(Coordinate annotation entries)
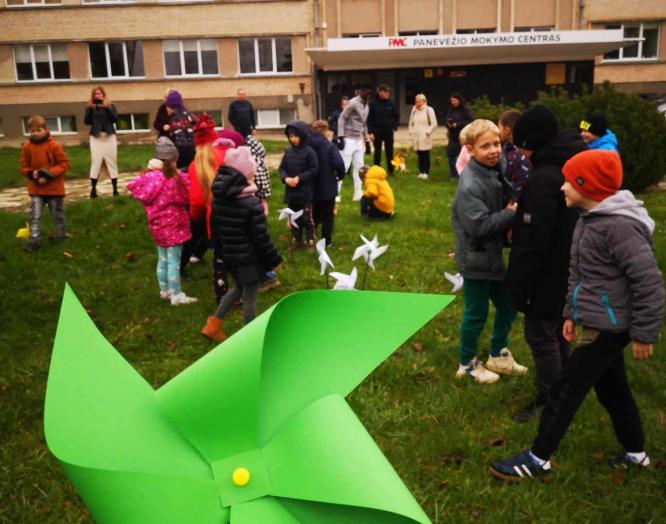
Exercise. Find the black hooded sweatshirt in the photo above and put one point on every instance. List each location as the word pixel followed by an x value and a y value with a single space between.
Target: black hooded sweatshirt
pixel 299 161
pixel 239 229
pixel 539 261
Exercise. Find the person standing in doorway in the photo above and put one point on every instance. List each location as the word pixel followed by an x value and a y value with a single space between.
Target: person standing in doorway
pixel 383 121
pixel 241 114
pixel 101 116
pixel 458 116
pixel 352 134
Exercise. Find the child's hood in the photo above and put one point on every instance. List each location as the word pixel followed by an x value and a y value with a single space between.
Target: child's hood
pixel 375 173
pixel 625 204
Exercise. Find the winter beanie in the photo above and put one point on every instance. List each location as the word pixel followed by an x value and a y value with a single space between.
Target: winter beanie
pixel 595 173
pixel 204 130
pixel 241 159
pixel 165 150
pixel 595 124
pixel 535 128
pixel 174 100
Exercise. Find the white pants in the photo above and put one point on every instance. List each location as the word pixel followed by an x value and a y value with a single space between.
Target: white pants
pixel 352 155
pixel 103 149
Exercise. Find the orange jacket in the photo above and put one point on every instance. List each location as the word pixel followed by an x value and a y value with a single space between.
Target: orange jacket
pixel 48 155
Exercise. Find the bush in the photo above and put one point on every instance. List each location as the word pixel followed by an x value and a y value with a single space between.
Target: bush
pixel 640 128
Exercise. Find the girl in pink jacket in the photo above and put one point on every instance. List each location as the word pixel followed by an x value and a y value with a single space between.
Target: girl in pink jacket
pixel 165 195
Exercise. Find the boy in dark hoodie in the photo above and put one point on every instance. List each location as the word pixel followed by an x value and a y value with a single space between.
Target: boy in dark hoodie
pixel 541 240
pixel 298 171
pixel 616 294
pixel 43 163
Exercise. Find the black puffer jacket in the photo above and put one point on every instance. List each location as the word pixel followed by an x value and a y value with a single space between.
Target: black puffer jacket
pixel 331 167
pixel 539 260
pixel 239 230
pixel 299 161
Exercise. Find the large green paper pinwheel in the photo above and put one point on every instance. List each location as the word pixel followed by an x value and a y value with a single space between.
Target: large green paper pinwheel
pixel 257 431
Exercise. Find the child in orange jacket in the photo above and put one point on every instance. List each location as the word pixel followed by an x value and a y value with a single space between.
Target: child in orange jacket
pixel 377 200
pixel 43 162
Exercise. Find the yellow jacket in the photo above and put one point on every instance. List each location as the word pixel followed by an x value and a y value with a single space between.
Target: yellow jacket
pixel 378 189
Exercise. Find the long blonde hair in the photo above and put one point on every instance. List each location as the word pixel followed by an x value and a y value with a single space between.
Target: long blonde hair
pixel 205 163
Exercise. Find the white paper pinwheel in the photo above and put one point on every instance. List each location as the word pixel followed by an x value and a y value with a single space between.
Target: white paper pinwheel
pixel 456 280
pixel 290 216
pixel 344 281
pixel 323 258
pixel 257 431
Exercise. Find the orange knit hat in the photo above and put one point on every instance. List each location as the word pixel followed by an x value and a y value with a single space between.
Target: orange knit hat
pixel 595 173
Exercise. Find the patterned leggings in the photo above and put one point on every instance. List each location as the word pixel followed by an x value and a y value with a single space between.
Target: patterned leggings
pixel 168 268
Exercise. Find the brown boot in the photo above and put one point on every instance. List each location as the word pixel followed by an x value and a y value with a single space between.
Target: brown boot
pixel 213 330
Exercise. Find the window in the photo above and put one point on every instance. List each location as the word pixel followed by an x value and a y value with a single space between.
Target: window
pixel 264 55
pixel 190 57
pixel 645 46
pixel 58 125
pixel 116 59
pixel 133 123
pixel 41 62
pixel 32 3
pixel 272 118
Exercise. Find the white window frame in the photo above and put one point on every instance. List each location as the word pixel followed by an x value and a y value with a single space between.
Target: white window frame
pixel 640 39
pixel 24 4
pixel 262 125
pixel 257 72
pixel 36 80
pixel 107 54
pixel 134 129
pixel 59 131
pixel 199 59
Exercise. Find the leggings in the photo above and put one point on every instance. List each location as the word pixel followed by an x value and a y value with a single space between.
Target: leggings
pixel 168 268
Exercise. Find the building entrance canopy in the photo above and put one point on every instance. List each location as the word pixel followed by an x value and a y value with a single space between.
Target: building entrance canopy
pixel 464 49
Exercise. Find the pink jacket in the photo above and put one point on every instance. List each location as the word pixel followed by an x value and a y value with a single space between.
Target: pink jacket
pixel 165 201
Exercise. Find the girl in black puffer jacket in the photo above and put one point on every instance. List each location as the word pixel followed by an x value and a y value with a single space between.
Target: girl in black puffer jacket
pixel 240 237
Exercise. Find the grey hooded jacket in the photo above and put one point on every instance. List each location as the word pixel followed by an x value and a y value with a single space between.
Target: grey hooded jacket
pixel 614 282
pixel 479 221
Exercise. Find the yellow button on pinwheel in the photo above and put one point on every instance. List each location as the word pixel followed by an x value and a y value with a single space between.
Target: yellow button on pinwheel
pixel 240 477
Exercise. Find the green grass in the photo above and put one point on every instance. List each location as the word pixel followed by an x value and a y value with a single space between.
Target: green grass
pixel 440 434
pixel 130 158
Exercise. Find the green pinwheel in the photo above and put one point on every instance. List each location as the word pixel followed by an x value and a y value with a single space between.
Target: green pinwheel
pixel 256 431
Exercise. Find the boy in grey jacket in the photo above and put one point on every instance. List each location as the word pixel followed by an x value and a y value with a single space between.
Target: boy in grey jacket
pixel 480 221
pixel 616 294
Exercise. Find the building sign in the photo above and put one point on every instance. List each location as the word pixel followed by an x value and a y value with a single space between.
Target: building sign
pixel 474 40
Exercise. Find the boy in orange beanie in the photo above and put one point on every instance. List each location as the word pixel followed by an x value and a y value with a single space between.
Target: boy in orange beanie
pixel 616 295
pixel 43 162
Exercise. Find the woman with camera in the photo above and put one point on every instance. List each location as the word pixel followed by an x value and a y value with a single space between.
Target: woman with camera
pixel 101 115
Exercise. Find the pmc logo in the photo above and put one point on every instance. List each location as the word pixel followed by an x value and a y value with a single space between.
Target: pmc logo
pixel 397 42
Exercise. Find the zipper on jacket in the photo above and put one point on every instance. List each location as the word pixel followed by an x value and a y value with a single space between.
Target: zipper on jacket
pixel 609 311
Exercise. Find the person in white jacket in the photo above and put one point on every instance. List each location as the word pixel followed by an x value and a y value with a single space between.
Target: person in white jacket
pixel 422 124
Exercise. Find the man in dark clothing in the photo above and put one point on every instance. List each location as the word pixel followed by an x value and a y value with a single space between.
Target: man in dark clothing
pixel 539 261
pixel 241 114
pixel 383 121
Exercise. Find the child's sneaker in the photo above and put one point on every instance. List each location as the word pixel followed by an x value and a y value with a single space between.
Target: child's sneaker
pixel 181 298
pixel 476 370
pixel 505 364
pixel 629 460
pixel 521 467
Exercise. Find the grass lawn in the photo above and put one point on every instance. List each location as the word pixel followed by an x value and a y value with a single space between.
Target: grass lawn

#### [WRITTEN TASK]
Using the material above, return every line exactly as it appears, minus the pictures.

#### [WRITTEN ANSWER]
Exercise. Find the black hooded sweatshirt in the photo above and put one point on every instance. List each location as the word pixel followed by an x value and a y value with a single space between.
Target: black hooded sweatshirt
pixel 299 161
pixel 239 229
pixel 539 261
Exercise. Find the person standing in doorway in the photo above and put one point on every instance. List each location as the word pixel followed by an x value and a y value with a single space between.
Target: person standing in doorway
pixel 383 121
pixel 241 114
pixel 101 116
pixel 458 116
pixel 352 134
Exercise. Find the child's hood in the photo above and put one point on every instance. List each location as the word pixel followed by an x value and a y value with a single space between.
Target: child's hood
pixel 375 173
pixel 625 204
Exercise. Find the winter beanie in the photo above and put one point on every instance. List each location as the word pixel followed by an x value and a y value with a single space between.
Target: winter beanie
pixel 595 173
pixel 204 130
pixel 241 159
pixel 165 150
pixel 595 124
pixel 535 128
pixel 174 100
Exercise. Find the white pants in the photo above and put one point on every instance. List each location as the word pixel followed by an x value and a y value with a single space between.
Target: white pants
pixel 352 155
pixel 103 149
Exercise. Find the orange jacket in the photo above and put one point on every instance. List each location as the word pixel followed by an x value and a y value with a single space between.
Target: orange jacket
pixel 48 155
Exercise. Find the bush in the photo above and put one point on every instance. List each location as the word pixel followed by an x value and a y value with a single space between.
Target: bush
pixel 640 128
Exercise. Find the girl in pink jacket in the photo above and put one point on every instance. List each location as the word pixel followed by an x value and a y value with a single space between.
Target: girl in pink jacket
pixel 165 195
Exercise. Find the boy in dark hoodie in the photo above and put one point on every instance. List each location as the word pixel followed by an x value and a y value with a single space between.
Target: boy in dark hoodie
pixel 541 240
pixel 298 171
pixel 616 294
pixel 43 163
Exercise. Find the black puffer jacket in the photo above and put one point on every instance. List each location as the word pixel followed by an x value and a y value with a single space between.
Target: black puffer jacket
pixel 331 167
pixel 539 260
pixel 239 230
pixel 299 161
Exercise. Find the large green paper pinwheel in the photo above and put one point on every instance. List each location as the word pixel followed by an x value and a y value with a single space between.
Target: large green paper pinwheel
pixel 257 431
Exercise. Find the child in orange jacket in the photo above and put one point on every instance. List each location as the word pixel followed by an x value and a y value with a single space between.
Target: child in orange jacket
pixel 377 200
pixel 43 162
Exercise. Find the yellow jacket in the photo above and put one point on every instance. List each location as the word pixel followed by an x value and a y value with a single space between.
Target: yellow jacket
pixel 378 189
Exercise. Find the long blonde hair in the photo above and put one point on every instance. List each location as the word pixel followed by an x value and a y value with a single space between.
Target: long blonde hair
pixel 205 163
Exercise. Find the white paper pinwheel in the photo above and put one point on every instance. List each location as the word pixel followed by an x value and a y value with a single space between.
Target: white paper pinwheel
pixel 456 280
pixel 290 216
pixel 344 281
pixel 323 258
pixel 257 431
Exercise. Find the orange knit hat in the photo above and put one point on every instance. List each location as the word pixel followed by an x value and a y value with a single space between.
Target: orange knit hat
pixel 595 173
Exercise. Find the patterned leggings in the photo above and put one point on every instance. List each location as the word pixel followed by an x value and a y value with a single space between.
Target: patterned leggings
pixel 168 268
Exercise. Find the brown boot in the photo above and put one point on every instance. List each location as the word pixel followed by an x value and a y value with a single space between.
Target: brown boot
pixel 213 330
Exercise. Find the window in the photo above and put one point on every instance. List each location as the word pixel followed by an x value and a y value with a single space between.
Target: window
pixel 264 55
pixel 190 57
pixel 645 46
pixel 58 125
pixel 116 59
pixel 133 123
pixel 41 62
pixel 32 3
pixel 272 118
Exercise. Find the white window frame in the photo above and put one point on every instance. List each location as the word pixel followed by an x value and a y value with a single space between.
Target: white window frame
pixel 640 39
pixel 24 4
pixel 262 125
pixel 257 72
pixel 36 80
pixel 107 54
pixel 134 129
pixel 59 131
pixel 199 59
Exercise. Find the leggings in the photo above and put one point on every instance. List each location as the word pixel followed by an x value and a y value with a single space between.
Target: leggings
pixel 168 268
Exercise. Find the building entrance canopy in the photo above and put one point on every instance. List each location as the word pixel followed by an x value and a y value with a single space between.
Target: building entrance canopy
pixel 464 49
Exercise. Find the pink jacket in the photo above and put one point on every instance. List each location as the word pixel followed by an x value and a y value with a single space between.
Target: pink jacket
pixel 165 201
Exercise. Find the girl in black puffer jacket in the photo above and put one point on every instance. List each location as the word pixel followed by an x value and a y value with a single space between.
Target: girl in black puffer jacket
pixel 240 237
Exercise. Find the grey hooded jacket in the photo above and put one point on every instance. List each location as the word pixel followed by an x value and a y value with a single space between.
Target: grey hooded jacket
pixel 614 282
pixel 479 221
Exercise. Find the yellow button on pinwheel in the photo above and put one point on every instance. List each location as the word pixel followed by an x value and a y value with a single space between.
Target: yellow button on pinwheel
pixel 240 477
Exercise. Find the green grass in the photo above and put one point on every instance. List each location as the word pixel followed by an x value and a y value with a single space between.
Target: green grass
pixel 440 434
pixel 130 158
Exercise. Find the green pinwheel in the photo above and put one point on every instance. List each location as the word pixel followed by an x value and a y value with a single space between.
Target: green pinwheel
pixel 256 431
Exercise. Find the boy in grey jacket in the photo above and put one point on every instance. List each location as the word pixel followed by an x value and a y value with a single space between.
Target: boy in grey jacket
pixel 480 221
pixel 616 294
Exercise. Find the building sign in the photo above and put one point on every instance. List each location as the word pixel followed by an x value and a y value with a single space between.
Target: building sign
pixel 474 40
Exercise. Find the boy in orange beanie in the photo above and put one point on every instance. List each location as the word pixel followed by an x value and a y value with a single space between.
Target: boy in orange beanie
pixel 616 295
pixel 43 162
Exercise. Find the woman with camera in the photo above and put one point on every instance. List each location as the word pixel followed by an x value and a y value with a single space between.
Target: woman with camera
pixel 101 115
Exercise. Find the pmc logo in the photo above and put one point on every instance. List each location as the word pixel followed by an x value and a y value with a single space between.
Target: pmc logo
pixel 397 42
Exercise. Find the zipper on jacket in the photo above and put one point on every instance. List each location as the word pixel followed by an x value and a y value with a single space between.
Target: zipper on jacket
pixel 609 311
Exercise. Find the person in white jacket in the photo above and put one point on every instance. List each location as the word pixel followed by an x value and a y value with a single space between.
Target: person in white jacket
pixel 422 124
Exercise. Find the man in dark clothing in the photo above and put one point on every instance. List each location as the word pixel followed by an x value and a y value with a single space between.
Target: man in dark clothing
pixel 539 261
pixel 241 114
pixel 383 121
Exercise. Find the child's sneaker in the photo above and put one point on every instance. List each location as the word pixel followed by an x value and a y value with a single space between.
Target: child's sneaker
pixel 181 298
pixel 476 370
pixel 505 364
pixel 629 460
pixel 521 467
Exercise. Find the grass lawn in the photo above and put one point on every instance. List each location as the word pixel followed by an x value and a y value with a single space between.
Target: grass lawn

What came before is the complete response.